Tally how many lines in the data below contain the word "caution", counting only matches in the same case. Give the number alone.

# [Records to process]
START

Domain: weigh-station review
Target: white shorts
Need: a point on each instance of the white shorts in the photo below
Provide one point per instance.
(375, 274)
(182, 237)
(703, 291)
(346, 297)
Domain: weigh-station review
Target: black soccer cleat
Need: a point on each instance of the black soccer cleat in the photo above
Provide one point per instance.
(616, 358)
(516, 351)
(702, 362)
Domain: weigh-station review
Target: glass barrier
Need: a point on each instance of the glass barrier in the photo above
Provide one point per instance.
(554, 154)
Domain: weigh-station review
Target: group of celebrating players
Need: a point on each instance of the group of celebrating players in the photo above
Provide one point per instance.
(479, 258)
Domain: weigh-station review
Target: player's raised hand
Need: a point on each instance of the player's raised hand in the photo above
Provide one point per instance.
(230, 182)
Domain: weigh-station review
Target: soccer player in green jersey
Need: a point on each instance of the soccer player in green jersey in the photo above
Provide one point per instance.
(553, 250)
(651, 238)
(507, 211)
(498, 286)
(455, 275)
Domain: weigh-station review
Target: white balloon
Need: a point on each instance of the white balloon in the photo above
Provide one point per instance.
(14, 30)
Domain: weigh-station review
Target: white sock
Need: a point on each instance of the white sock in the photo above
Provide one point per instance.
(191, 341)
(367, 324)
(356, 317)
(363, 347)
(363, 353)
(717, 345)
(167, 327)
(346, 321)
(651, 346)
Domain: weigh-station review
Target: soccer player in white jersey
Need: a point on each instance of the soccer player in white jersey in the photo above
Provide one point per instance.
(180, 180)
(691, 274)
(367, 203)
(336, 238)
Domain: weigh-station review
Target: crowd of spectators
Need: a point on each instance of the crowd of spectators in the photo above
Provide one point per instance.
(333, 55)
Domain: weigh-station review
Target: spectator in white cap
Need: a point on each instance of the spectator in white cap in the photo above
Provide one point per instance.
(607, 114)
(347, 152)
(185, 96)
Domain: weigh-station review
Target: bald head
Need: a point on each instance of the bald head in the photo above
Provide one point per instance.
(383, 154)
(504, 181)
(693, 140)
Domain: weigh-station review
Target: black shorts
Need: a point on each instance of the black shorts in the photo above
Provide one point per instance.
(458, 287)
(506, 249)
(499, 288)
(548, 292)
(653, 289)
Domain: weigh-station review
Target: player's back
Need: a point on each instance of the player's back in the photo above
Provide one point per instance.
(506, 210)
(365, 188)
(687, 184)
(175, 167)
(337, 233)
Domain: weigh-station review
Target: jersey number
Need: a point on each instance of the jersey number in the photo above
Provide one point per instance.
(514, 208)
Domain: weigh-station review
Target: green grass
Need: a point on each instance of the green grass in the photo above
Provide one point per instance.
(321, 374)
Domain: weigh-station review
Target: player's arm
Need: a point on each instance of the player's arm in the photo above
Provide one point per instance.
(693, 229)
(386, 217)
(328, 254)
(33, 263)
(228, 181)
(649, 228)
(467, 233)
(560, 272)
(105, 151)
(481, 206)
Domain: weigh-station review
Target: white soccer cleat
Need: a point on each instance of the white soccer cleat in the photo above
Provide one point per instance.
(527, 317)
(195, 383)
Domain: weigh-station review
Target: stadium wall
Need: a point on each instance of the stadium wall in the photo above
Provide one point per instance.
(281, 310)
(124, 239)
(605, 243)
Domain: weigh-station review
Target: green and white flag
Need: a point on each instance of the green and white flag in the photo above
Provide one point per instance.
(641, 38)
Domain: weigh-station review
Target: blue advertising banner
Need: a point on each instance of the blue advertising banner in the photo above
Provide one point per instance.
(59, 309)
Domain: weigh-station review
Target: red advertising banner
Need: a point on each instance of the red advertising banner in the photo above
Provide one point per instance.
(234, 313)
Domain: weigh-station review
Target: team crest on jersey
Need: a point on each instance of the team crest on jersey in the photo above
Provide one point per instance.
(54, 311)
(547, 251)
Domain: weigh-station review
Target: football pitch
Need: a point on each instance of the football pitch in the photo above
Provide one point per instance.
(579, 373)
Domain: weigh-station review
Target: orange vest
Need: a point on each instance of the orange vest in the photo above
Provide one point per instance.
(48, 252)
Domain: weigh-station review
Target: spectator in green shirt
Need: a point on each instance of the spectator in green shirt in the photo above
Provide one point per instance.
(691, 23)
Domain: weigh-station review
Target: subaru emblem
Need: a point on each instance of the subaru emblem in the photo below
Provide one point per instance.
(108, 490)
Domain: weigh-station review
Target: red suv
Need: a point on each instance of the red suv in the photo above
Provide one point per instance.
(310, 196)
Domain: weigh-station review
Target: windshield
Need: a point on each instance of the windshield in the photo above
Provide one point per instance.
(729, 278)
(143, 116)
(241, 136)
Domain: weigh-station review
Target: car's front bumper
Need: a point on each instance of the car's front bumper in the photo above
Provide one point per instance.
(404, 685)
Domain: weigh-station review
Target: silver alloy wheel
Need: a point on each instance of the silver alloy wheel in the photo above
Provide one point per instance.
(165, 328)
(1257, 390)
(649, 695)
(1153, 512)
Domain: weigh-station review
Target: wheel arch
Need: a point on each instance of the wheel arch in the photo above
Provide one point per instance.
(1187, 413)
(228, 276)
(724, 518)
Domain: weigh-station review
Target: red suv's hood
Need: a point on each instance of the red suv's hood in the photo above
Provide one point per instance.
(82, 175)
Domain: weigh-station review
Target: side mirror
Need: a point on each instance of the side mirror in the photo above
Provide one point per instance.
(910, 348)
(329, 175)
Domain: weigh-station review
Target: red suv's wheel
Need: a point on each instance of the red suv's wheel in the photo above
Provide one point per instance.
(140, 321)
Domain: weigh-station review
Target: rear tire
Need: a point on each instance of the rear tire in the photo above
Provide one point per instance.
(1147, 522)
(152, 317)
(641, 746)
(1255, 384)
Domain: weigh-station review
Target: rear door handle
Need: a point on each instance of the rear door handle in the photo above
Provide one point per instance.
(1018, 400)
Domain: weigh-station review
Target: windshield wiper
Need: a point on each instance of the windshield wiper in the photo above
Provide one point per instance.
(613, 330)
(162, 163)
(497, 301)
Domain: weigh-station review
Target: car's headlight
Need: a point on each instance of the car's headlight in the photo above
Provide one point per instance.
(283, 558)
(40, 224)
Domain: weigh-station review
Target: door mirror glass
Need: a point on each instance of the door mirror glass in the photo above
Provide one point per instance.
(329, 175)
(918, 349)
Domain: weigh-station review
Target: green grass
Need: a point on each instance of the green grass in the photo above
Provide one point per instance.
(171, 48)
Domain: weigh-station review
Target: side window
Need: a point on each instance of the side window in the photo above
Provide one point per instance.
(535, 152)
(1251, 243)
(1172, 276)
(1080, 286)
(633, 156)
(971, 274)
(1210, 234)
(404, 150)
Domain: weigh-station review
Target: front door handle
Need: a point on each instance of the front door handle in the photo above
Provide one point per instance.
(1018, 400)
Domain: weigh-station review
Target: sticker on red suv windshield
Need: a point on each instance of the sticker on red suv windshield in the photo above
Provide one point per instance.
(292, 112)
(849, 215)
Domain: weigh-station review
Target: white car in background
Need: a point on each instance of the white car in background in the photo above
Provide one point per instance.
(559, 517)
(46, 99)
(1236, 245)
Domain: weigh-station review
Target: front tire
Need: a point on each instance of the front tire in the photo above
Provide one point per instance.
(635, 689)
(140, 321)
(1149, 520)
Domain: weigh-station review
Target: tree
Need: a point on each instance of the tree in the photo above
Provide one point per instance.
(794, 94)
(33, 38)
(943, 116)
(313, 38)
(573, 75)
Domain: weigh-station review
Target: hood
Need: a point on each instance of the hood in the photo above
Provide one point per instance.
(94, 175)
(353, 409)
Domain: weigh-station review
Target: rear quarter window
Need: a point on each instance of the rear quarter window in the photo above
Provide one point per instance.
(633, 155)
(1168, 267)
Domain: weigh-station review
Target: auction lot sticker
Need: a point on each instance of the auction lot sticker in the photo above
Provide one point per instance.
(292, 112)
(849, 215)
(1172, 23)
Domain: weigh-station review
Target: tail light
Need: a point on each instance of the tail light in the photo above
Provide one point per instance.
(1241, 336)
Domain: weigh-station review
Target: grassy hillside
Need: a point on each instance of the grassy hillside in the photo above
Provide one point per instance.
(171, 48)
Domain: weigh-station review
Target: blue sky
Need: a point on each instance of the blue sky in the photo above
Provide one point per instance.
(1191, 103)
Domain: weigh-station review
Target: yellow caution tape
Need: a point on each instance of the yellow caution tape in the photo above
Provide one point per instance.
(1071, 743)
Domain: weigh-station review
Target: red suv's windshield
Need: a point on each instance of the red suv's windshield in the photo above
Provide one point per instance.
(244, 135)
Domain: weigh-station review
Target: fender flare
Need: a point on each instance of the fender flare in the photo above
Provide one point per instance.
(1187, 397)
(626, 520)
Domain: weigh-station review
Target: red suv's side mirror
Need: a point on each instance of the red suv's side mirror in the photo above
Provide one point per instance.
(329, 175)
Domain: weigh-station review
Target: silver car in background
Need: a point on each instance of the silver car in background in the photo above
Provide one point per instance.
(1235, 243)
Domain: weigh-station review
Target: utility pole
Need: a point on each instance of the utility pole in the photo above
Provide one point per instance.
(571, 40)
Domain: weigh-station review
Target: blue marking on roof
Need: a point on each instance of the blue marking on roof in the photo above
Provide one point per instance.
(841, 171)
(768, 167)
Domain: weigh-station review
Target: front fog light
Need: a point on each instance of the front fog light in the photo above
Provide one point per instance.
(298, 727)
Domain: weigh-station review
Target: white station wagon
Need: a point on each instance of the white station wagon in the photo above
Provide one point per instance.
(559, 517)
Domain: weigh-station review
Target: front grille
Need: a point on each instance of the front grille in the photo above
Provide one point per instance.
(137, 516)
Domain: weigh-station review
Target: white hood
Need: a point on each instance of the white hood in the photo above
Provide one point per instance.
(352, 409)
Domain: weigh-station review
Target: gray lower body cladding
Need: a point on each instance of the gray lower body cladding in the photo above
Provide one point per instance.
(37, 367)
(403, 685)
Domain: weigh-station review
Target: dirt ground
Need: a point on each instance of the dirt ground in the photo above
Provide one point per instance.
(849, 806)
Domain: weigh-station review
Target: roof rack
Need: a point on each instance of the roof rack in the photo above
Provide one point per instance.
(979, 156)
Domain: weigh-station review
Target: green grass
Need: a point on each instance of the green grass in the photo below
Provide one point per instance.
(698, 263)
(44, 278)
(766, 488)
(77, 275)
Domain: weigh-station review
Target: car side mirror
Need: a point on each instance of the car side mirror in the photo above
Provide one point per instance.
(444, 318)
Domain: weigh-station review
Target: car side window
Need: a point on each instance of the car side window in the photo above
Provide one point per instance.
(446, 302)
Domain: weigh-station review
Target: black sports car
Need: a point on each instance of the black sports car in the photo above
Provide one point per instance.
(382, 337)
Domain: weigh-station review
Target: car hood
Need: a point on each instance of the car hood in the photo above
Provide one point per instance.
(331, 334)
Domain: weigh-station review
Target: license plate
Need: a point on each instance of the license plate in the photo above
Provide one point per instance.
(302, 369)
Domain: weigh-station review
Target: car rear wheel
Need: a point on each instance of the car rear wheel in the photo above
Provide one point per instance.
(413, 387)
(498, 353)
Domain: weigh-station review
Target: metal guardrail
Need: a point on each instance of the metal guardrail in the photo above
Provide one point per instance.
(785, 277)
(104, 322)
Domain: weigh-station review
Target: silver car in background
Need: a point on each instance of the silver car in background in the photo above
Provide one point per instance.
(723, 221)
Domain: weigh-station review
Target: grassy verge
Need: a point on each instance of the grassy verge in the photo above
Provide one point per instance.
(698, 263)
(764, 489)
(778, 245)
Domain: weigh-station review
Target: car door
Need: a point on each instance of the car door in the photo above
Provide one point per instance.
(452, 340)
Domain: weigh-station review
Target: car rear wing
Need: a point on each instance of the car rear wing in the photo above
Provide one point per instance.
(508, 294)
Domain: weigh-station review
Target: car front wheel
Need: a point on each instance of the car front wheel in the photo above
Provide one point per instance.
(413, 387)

END

# [Problem solution]
2